__Goal of the exercise__. Select each line of the data below that contains the word "umbrella", and copy those lines out.

======== Supplied data

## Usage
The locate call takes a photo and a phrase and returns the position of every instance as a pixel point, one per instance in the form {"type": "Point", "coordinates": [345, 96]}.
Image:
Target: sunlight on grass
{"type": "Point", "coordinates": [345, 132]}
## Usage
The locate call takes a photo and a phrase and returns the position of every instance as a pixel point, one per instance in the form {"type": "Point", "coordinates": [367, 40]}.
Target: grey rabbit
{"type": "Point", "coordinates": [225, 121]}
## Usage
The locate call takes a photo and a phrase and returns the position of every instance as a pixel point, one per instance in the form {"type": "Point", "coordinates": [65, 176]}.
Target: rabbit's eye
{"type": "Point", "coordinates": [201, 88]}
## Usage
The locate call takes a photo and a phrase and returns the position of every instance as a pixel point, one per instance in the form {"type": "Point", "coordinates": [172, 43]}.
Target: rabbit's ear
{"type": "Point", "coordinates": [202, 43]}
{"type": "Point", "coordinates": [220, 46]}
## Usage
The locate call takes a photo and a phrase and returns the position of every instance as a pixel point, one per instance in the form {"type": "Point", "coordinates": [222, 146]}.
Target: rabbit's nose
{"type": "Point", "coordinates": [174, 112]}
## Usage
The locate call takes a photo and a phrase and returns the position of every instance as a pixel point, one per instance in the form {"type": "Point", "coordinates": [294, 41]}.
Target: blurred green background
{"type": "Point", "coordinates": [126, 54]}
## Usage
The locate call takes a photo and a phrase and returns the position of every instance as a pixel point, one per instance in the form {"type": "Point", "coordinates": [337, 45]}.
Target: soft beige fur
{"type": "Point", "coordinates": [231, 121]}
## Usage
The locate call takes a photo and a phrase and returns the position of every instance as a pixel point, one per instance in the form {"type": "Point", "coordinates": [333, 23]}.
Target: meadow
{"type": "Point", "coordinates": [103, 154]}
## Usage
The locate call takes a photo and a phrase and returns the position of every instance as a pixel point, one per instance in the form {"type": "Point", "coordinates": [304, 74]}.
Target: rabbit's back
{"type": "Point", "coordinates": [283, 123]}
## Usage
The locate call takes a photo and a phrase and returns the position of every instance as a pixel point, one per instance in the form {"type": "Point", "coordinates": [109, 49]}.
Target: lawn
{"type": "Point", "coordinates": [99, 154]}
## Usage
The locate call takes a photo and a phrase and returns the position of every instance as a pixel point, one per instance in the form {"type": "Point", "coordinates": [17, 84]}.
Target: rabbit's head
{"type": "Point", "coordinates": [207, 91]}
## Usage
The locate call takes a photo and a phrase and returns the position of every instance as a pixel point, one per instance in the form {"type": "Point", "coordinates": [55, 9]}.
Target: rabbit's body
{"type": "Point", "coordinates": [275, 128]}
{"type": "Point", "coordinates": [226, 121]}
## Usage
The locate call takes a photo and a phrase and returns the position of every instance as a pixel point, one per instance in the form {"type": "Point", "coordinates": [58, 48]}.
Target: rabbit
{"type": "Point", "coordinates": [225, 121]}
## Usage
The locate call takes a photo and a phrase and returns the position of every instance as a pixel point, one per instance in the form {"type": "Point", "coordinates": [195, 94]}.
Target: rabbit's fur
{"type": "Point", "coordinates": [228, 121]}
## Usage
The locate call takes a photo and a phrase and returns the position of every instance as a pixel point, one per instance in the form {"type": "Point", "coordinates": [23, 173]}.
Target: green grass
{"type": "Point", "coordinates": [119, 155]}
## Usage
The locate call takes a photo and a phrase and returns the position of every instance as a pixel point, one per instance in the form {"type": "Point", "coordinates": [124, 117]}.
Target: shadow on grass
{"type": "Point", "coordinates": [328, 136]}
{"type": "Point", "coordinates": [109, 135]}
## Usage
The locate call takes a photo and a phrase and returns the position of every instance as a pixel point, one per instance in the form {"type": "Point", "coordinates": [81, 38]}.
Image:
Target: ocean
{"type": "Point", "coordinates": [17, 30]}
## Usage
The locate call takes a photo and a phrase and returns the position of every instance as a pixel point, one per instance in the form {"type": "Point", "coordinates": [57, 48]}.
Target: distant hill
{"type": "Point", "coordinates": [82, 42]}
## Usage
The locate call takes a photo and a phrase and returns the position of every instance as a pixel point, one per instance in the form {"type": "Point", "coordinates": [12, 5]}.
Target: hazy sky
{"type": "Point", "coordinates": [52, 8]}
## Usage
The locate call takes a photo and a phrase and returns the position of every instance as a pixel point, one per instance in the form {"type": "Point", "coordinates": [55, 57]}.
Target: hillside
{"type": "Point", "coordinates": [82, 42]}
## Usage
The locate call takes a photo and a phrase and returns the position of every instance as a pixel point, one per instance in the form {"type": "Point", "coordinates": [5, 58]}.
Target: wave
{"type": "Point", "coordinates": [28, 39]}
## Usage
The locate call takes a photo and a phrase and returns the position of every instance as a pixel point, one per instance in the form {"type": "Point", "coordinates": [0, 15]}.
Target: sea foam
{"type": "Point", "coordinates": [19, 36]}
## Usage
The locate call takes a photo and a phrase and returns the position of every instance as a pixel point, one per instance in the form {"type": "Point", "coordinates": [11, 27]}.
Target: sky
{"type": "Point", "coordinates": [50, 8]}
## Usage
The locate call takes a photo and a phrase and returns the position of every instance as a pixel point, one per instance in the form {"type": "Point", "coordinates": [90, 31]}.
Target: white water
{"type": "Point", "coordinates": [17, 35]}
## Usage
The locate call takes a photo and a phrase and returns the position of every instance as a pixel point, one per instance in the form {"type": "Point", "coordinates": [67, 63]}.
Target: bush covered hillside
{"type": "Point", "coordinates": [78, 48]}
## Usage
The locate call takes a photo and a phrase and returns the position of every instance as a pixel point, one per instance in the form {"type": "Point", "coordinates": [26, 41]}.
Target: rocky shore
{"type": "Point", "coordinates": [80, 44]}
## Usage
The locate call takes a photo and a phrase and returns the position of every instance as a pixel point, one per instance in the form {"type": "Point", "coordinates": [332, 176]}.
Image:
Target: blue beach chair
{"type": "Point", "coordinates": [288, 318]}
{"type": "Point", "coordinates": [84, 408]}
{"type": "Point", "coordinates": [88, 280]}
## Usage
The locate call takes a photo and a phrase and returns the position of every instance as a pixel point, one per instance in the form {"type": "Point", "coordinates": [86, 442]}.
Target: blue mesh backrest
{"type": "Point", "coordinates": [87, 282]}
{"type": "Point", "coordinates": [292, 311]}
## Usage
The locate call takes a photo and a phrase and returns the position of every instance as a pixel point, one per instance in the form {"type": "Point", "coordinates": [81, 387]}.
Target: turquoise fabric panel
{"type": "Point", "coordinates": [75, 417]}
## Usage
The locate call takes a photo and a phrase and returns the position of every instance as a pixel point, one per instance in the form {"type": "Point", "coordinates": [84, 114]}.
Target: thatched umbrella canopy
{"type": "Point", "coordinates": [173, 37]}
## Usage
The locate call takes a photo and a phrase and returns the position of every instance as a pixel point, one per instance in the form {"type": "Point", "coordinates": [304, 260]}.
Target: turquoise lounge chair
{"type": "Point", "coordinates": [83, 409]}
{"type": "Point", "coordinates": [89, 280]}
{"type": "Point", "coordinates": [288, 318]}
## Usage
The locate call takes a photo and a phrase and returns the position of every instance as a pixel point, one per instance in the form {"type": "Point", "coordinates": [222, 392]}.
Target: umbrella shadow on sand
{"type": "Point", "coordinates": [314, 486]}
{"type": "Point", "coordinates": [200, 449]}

================

__Solution below__.
Target: thatched umbrella canopy
Target: umbrella shadow on sand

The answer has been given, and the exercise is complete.